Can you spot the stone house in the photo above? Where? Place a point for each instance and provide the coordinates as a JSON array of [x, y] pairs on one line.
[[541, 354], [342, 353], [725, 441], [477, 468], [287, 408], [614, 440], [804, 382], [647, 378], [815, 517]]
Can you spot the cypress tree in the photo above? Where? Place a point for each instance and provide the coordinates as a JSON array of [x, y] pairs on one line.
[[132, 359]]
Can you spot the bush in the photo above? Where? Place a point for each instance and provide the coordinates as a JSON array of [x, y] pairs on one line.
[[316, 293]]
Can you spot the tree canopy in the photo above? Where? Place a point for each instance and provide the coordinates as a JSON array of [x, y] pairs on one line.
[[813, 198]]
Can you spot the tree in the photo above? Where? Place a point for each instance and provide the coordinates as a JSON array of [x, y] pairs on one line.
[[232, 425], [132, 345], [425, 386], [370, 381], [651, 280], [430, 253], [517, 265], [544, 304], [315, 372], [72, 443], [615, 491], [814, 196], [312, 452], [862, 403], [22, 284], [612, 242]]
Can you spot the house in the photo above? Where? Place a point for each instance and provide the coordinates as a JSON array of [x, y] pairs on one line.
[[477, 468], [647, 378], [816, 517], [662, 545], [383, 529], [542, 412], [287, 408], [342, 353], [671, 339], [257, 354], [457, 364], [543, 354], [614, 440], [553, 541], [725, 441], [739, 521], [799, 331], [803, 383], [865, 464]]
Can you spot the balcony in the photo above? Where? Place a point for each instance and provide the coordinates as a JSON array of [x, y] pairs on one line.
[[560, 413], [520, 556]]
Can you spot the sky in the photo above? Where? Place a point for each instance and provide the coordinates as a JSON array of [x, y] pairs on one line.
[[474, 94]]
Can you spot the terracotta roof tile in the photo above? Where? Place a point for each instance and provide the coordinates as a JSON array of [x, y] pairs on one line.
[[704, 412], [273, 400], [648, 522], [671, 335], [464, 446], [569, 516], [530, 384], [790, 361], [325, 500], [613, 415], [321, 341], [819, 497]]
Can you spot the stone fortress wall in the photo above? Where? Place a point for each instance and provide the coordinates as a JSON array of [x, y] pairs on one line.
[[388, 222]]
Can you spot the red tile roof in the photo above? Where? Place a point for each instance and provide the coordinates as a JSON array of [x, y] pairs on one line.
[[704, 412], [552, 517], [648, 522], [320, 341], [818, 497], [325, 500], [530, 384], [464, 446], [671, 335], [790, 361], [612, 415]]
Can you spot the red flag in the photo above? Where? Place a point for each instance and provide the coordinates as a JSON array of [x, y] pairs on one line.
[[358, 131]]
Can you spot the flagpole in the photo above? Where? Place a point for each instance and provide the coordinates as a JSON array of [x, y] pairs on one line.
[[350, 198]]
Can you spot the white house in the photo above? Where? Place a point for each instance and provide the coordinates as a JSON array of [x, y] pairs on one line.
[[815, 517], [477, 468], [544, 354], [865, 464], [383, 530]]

-*-

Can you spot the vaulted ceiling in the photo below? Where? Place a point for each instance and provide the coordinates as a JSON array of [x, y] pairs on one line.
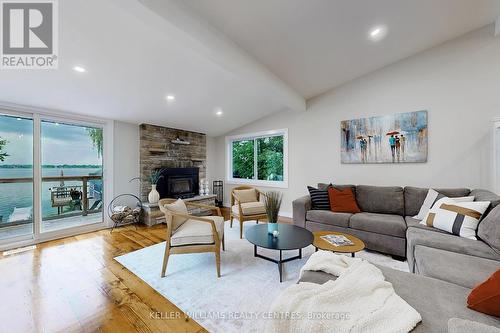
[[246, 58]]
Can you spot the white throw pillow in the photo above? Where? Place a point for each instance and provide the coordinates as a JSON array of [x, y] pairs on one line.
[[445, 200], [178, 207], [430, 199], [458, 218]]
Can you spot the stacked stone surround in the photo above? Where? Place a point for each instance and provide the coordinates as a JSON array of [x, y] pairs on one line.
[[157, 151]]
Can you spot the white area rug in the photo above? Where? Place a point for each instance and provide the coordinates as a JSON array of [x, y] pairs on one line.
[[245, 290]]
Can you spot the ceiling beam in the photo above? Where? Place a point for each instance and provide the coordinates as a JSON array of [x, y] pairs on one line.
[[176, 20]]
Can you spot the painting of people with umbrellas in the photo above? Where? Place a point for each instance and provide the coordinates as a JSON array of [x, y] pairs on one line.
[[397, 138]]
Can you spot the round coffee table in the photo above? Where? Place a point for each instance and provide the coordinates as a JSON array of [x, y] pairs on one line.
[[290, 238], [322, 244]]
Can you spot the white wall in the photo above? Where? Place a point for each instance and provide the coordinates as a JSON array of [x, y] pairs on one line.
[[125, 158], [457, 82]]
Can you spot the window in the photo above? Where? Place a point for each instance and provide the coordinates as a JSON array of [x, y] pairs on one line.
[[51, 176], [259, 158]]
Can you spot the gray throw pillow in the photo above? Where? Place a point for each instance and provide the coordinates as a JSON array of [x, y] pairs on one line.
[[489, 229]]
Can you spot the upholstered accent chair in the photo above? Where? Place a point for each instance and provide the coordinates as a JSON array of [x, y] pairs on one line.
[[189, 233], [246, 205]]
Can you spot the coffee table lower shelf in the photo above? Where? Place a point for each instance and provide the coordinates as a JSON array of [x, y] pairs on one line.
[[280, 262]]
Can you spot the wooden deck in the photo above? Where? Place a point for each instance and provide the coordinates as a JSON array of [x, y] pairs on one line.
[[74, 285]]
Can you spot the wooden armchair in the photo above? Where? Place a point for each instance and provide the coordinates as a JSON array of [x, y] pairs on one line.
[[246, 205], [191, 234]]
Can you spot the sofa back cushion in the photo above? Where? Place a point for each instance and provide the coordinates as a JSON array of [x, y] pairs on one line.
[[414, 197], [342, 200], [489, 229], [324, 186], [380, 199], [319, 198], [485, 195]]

-*-

Objective =
Rewrite the rows starting with the line with "Can you spot the round" and going on through the line with "[[189, 233], [246, 205]]", changing "photo" to "image" and leaving everything else as it is.

Result below =
Can you spot the round coffee table in the image above? Where? Place a point for each instance and provide the coordinates as a JSON array of [x, y] pairs on one line.
[[290, 238], [322, 244]]
Can you spot the white wall in the image above? Where? Place a point for each instance and provide the coordinates as a JSON array of [x, y] pairs on one line.
[[125, 158], [457, 82]]
Can you spot the window in the image above? Where? Place a point for each instance and provide the coordinates as a JSON array of [x, y] pairs on one line.
[[51, 176], [259, 158]]
Can you spot the gray throw pillow in the image above? Where? Place a point for each instance and provide the coordinates as a JSON array of [x, y] pairs on one line.
[[489, 229]]
Can you spot the upholstered accent chair in the image above? Where? Place a point for each instance and provide the coordinates as a JSON array of [x, y] pairs on one line.
[[189, 233], [246, 205]]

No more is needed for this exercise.